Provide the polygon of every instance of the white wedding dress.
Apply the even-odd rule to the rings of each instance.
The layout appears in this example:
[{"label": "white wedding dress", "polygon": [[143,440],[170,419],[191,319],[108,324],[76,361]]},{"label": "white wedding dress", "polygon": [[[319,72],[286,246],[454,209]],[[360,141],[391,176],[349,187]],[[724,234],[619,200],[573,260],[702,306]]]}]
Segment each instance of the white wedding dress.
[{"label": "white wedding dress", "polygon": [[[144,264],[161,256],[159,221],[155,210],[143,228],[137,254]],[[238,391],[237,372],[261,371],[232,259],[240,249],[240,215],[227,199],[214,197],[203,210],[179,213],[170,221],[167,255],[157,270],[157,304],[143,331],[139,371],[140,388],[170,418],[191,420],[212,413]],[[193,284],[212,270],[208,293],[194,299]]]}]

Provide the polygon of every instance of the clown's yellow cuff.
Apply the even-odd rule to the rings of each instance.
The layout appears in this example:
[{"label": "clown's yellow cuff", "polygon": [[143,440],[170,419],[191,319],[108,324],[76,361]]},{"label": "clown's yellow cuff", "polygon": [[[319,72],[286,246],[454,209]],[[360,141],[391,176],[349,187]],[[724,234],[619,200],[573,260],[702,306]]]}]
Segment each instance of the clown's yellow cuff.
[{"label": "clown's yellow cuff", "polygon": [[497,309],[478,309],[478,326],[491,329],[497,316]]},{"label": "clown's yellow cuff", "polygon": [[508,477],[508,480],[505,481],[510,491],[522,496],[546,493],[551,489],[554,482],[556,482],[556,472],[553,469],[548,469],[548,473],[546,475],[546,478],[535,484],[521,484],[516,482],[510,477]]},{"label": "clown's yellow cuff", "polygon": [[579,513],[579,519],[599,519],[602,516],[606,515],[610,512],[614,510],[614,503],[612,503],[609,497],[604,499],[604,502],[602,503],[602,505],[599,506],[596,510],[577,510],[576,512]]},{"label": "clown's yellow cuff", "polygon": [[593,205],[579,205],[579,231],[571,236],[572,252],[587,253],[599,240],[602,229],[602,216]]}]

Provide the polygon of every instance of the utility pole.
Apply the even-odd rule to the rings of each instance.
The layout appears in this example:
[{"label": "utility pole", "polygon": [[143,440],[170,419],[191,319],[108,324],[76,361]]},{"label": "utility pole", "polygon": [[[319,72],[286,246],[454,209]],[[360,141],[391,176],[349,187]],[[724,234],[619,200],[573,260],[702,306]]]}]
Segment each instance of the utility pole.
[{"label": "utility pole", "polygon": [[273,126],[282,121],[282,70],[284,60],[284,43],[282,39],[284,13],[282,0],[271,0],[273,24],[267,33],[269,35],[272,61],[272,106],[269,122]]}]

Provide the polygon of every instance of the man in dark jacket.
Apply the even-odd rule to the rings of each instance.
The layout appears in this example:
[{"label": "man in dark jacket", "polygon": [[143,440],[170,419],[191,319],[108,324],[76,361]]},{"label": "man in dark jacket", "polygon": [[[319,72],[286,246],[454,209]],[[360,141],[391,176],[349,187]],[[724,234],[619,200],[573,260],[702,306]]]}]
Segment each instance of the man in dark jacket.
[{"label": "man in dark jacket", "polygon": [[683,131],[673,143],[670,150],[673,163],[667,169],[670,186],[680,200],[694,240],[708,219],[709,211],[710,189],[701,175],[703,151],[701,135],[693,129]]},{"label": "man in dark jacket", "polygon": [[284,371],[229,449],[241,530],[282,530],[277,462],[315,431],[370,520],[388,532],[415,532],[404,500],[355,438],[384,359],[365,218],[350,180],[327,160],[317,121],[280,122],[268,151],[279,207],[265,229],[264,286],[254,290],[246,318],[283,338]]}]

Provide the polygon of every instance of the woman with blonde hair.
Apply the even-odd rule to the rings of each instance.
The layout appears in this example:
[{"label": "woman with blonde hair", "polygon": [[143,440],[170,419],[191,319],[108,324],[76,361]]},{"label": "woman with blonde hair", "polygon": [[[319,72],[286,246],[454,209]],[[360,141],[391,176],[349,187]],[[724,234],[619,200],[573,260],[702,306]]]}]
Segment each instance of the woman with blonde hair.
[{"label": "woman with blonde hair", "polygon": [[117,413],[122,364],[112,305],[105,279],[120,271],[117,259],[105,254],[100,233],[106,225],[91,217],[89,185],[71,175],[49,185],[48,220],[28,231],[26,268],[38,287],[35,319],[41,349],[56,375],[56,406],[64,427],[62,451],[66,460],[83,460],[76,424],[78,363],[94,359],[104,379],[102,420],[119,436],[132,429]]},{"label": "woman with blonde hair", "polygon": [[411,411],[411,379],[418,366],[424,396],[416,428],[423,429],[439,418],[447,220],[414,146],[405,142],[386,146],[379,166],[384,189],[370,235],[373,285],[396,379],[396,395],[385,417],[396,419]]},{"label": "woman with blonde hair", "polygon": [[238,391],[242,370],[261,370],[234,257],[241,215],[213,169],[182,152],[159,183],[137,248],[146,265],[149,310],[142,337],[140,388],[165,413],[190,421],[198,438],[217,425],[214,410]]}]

◆ OBJECTIVE
Reproduce the lines above verbatim, from the first to the last.

◆ COMPLETE RESPONSE
Provide the polygon of every instance of the white wedding dress.
Apply the even-odd rule to the rings of each instance.
The layout appears in this example:
[{"label": "white wedding dress", "polygon": [[143,440],[170,419],[191,319],[108,324],[76,361]]},{"label": "white wedding dress", "polygon": [[[319,72],[286,246],[454,209]],[[360,141],[391,176],[349,187]],[[724,234],[619,200],[573,260],[702,306]]]}]
Segment each instance of the white wedding dress.
[{"label": "white wedding dress", "polygon": [[[144,264],[161,256],[159,221],[155,210],[143,228],[137,254]],[[238,391],[237,372],[261,371],[232,259],[240,249],[240,215],[227,199],[214,197],[203,210],[179,213],[170,221],[167,255],[157,270],[157,304],[143,331],[139,371],[140,388],[170,418],[191,420],[212,413]],[[193,284],[212,270],[208,293],[194,299]]]}]

Provide the polygon of every instance of the clown's yellow cuff.
Apply the even-odd rule to the rings of each instance.
The layout appears in this example:
[{"label": "clown's yellow cuff", "polygon": [[143,440],[170,419],[191,319],[108,324],[76,361]]},{"label": "clown's yellow cuff", "polygon": [[[319,72],[286,246],[454,209]],[[360,141],[391,176],[349,187]],[[724,234],[619,200],[573,260],[702,306]]]}]
Segment each instance of the clown's yellow cuff.
[{"label": "clown's yellow cuff", "polygon": [[497,309],[478,309],[478,326],[491,329],[497,316]]},{"label": "clown's yellow cuff", "polygon": [[508,477],[508,480],[505,481],[510,491],[522,496],[546,493],[551,489],[554,482],[556,482],[556,472],[553,469],[548,469],[548,473],[546,475],[546,478],[535,484],[521,484],[516,482],[510,477]]},{"label": "clown's yellow cuff", "polygon": [[579,513],[579,519],[599,519],[602,516],[606,515],[610,512],[614,510],[614,503],[612,503],[609,497],[604,499],[604,502],[602,503],[602,505],[599,506],[596,510],[577,510],[576,512]]},{"label": "clown's yellow cuff", "polygon": [[593,205],[579,205],[579,231],[571,236],[572,252],[587,253],[599,240],[602,229],[602,216]]}]

Provide the polygon of every instance of the utility pole.
Apply the even-odd rule to the rings of each instance.
The layout appears in this example:
[{"label": "utility pole", "polygon": [[143,440],[170,419],[191,319],[108,324],[76,361]]},{"label": "utility pole", "polygon": [[[319,72],[286,246],[454,209]],[[360,141],[391,176],[349,187]],[[724,234],[619,200],[573,260],[702,306]]]}]
Segment each instance of the utility pole.
[{"label": "utility pole", "polygon": [[273,126],[282,121],[282,70],[284,60],[284,43],[282,39],[284,13],[282,0],[271,0],[273,24],[267,33],[269,35],[272,61],[272,106],[269,122]]}]

Provide the polygon of every instance of the man in dark jacket.
Apply the even-odd rule to the rings of each instance.
The layout appears in this example:
[{"label": "man in dark jacket", "polygon": [[143,440],[170,419],[191,319],[108,324],[76,361]]},{"label": "man in dark jacket", "polygon": [[[319,72],[286,246],[454,209]],[[360,141],[391,176],[349,187]],[[724,234],[619,200],[573,260],[702,306]]]}]
Segment each instance of the man in dark jacket.
[{"label": "man in dark jacket", "polygon": [[683,131],[673,143],[670,150],[673,163],[667,169],[670,186],[680,200],[694,240],[708,219],[709,211],[710,189],[701,175],[703,151],[701,135],[693,129]]},{"label": "man in dark jacket", "polygon": [[284,371],[229,449],[241,530],[282,530],[277,462],[315,431],[370,520],[388,532],[415,532],[404,500],[355,438],[384,359],[365,218],[350,180],[327,160],[317,121],[280,122],[268,151],[279,207],[265,229],[264,286],[254,290],[246,318],[283,338]]}]

Provide the polygon of every instance of the woman with blonde hair.
Apply the even-odd rule to the rings of each instance.
The layout appears in this example:
[{"label": "woman with blonde hair", "polygon": [[143,440],[170,419],[191,319],[108,324],[76,361]]},{"label": "woman with blonde hair", "polygon": [[[319,72],[286,246],[454,209]],[[360,141],[391,176],[349,187]],[[724,234],[619,200],[573,260],[702,306]]]}]
Segment each instance of the woman with blonde hair.
[{"label": "woman with blonde hair", "polygon": [[117,413],[122,364],[112,305],[105,279],[120,271],[117,259],[105,254],[100,233],[106,225],[91,217],[89,185],[71,175],[49,185],[48,220],[28,231],[26,268],[38,287],[35,319],[41,349],[56,375],[56,406],[64,427],[62,451],[66,460],[83,460],[76,424],[78,363],[94,359],[104,379],[102,420],[119,436],[132,429]]},{"label": "woman with blonde hair", "polygon": [[411,411],[411,379],[418,366],[424,396],[416,428],[423,429],[439,418],[447,220],[414,146],[405,142],[386,146],[379,166],[384,189],[370,235],[373,285],[396,379],[396,395],[385,417],[396,419]]},{"label": "woman with blonde hair", "polygon": [[238,391],[242,370],[261,370],[234,257],[241,215],[213,169],[182,152],[159,183],[137,248],[146,265],[149,310],[142,337],[140,388],[165,413],[190,421],[198,438],[217,425],[214,410]]}]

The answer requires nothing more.